"""
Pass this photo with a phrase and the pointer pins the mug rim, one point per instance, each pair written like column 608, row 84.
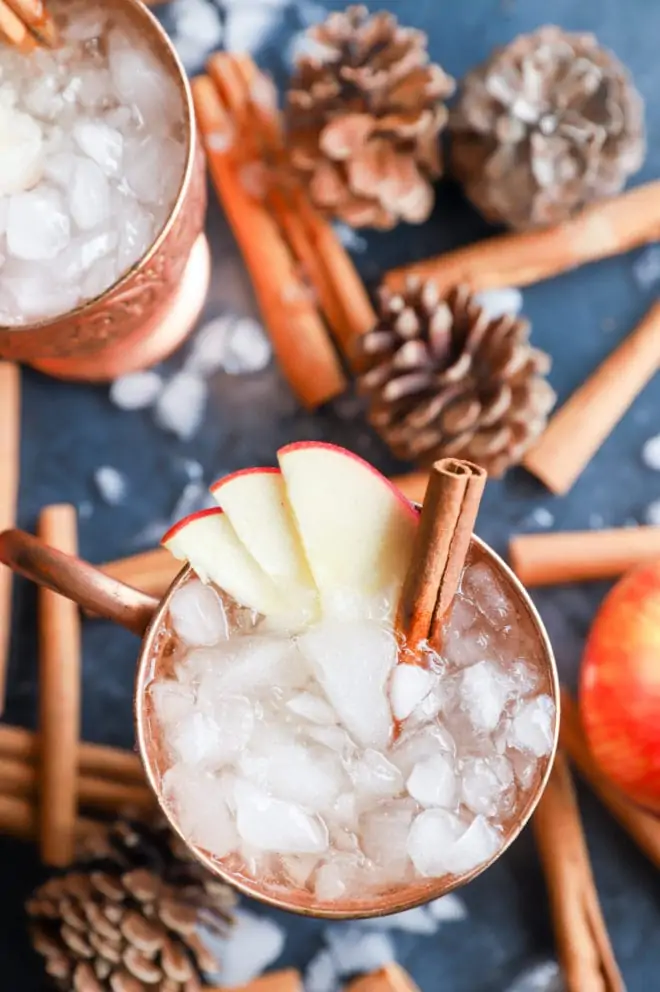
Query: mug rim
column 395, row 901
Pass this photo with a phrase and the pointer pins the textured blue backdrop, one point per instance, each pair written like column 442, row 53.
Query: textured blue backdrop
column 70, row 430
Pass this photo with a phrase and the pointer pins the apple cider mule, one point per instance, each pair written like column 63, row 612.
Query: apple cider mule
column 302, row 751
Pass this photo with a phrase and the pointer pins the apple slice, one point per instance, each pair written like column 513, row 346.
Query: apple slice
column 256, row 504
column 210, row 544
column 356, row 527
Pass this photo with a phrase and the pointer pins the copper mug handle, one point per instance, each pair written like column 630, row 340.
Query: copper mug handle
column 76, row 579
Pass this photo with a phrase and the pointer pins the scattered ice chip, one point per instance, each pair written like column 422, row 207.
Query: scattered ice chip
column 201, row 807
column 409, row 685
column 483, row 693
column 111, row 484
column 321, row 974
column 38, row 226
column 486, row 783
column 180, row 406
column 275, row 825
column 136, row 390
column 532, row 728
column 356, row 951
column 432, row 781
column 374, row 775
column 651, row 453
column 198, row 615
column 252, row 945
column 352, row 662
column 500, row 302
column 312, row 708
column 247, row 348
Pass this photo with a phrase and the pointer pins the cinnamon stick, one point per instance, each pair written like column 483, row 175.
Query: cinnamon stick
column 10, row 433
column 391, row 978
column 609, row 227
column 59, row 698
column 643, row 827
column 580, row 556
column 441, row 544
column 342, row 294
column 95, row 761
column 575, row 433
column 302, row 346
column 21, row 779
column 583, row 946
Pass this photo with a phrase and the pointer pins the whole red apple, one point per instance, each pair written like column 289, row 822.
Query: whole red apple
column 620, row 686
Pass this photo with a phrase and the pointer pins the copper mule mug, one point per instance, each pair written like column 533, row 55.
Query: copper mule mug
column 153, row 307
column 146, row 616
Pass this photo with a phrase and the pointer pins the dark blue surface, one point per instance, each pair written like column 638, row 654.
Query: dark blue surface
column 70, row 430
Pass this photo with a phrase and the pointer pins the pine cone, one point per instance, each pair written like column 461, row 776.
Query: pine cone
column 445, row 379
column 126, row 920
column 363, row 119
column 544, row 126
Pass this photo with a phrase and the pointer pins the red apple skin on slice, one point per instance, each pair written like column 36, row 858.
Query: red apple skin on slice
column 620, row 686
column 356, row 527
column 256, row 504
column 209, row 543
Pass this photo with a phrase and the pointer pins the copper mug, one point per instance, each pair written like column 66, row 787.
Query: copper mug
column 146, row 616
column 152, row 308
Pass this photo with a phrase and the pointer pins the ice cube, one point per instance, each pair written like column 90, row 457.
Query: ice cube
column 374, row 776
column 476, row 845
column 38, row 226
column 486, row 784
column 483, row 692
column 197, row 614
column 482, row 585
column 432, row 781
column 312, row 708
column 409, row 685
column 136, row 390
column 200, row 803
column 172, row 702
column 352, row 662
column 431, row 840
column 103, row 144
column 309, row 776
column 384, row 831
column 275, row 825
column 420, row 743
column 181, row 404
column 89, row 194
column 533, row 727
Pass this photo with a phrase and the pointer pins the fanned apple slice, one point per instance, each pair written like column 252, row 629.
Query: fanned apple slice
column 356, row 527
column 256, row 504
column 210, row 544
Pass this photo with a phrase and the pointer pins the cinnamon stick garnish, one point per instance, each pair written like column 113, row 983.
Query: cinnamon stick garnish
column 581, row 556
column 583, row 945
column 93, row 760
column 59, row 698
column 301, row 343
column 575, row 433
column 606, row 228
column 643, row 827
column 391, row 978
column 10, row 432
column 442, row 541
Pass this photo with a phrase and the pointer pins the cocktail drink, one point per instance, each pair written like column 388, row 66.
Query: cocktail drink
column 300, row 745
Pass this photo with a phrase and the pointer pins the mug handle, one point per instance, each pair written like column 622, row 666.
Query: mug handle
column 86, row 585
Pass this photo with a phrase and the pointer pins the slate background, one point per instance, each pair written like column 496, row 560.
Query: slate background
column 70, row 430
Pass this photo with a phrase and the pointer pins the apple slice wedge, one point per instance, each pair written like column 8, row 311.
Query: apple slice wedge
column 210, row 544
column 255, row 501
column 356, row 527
"""
An exact copy of every entry, pictures left out, is what to write here.

» ANSWER AREA:
Pass this photo with a phrase and the pointer pins the mug rim, one point per instance, each pair written like column 608, row 84.
Query: mug rim
column 395, row 901
Pass this photo with a phrase and the pointer pins the textured blue backdrop, one point per instance, each pair written like column 442, row 53.
Query: textured blue backdrop
column 70, row 430
Pass this photo with a phrase and the pointer pins the apple cider mule, one point per instance, each pair written like column 63, row 612.
Query: apple cider mule
column 302, row 751
Pass this photo with a phrase and the pointer pins the apple slice, one point per instance, each pair written like column 513, row 346.
Query: apple slice
column 256, row 504
column 210, row 544
column 356, row 527
Pass this photo with a phrase and the pointer pins the copper mug handle, one point per instance, each pair written like column 630, row 340.
Query: copper mug handle
column 76, row 579
Pass this photo with a phrase and the pointer pins the scattered ice chip, one point per instance, each pair written like column 422, row 207.
Query: scattered ice chip
column 201, row 807
column 409, row 685
column 483, row 693
column 111, row 484
column 321, row 974
column 38, row 226
column 486, row 783
column 180, row 406
column 275, row 825
column 136, row 390
column 532, row 728
column 356, row 951
column 432, row 781
column 374, row 775
column 651, row 453
column 198, row 615
column 252, row 945
column 352, row 662
column 500, row 302
column 312, row 708
column 247, row 348
Pass this photo with a phrase and the pointer pins the cinnamon stick, one point per instance, each pair written like column 483, row 175.
Query: cinnamon stick
column 10, row 433
column 391, row 978
column 609, row 227
column 59, row 698
column 643, row 827
column 580, row 556
column 441, row 544
column 342, row 294
column 95, row 761
column 575, row 433
column 302, row 346
column 21, row 779
column 583, row 946
Pass this photo with a phrase and the pointer pins the whole red apple, one point per instance, each pair written like column 289, row 822.
Query: whole red apple
column 620, row 686
Pass this photo with a phrase and the pointer pins the copper mule mug, one point per instance, each pair written like column 533, row 55.
Query: copper mule mug
column 153, row 307
column 146, row 616
Pass this photo with a phrase and the pointer pins the dark blue surface, one point per instance, each pair written like column 638, row 654.
Query: dark blue surface
column 70, row 430
Pass this photo with a phrase and the pointer pins the pine cone, one point per instance, each pair written like column 461, row 776.
Query: pine cone
column 445, row 379
column 126, row 920
column 363, row 119
column 544, row 126
Pass this photo with a phrase and the pointer pins the red apple skin on slice, one point per instance, each pair written like column 36, row 858.
Query: red apple skin on slice
column 620, row 686
column 356, row 527
column 256, row 504
column 209, row 543
Pass this photo with a phrase and the pointer pins the copper mug, one point per instance, each pair written like column 66, row 787.
Query: copper mug
column 146, row 616
column 152, row 308
Pass this photo with a phrase and the pointer pins the ice cube, one point per instance, each pair written like column 90, row 457.
Query: ice cube
column 374, row 776
column 476, row 845
column 38, row 226
column 486, row 784
column 483, row 692
column 197, row 614
column 482, row 585
column 432, row 781
column 312, row 708
column 409, row 685
column 136, row 390
column 200, row 803
column 172, row 702
column 352, row 662
column 431, row 840
column 103, row 144
column 309, row 776
column 384, row 831
column 275, row 825
column 420, row 743
column 181, row 404
column 89, row 194
column 533, row 727
Pass this photo with a phrase and the pointer pins the fanned apple slice, one point per instance, each pair written like column 252, row 629.
Query: fanned apple slice
column 356, row 527
column 256, row 504
column 210, row 544
Pass this photo with a phrase and the pointer pins the cinnamon stick garnish, one point per instance, each pair written like column 113, row 983.
Query: cinnamon stick garnish
column 581, row 556
column 583, row 945
column 93, row 760
column 59, row 698
column 301, row 343
column 575, row 433
column 606, row 228
column 643, row 827
column 391, row 978
column 10, row 432
column 442, row 541
Pass this photo with a phrase and the pointer pins the cocktail drink, one point per instance, each pair written like column 388, row 66.
Query: cocktail drink
column 300, row 745
Pass this photo with a phrase and the pointer pins the mug handle, one point per instance, each pair written like column 622, row 666.
Query: mug handle
column 86, row 585
Pass this photo with a phrase and the pointer pins the slate background, one point per instance, each pair written like column 496, row 560.
Query: slate background
column 70, row 430
Pass this photo with a phrase and the pointer pins the apple slice wedge, one point per instance, each pair written like column 8, row 311.
Query: apple slice wedge
column 210, row 544
column 255, row 501
column 356, row 527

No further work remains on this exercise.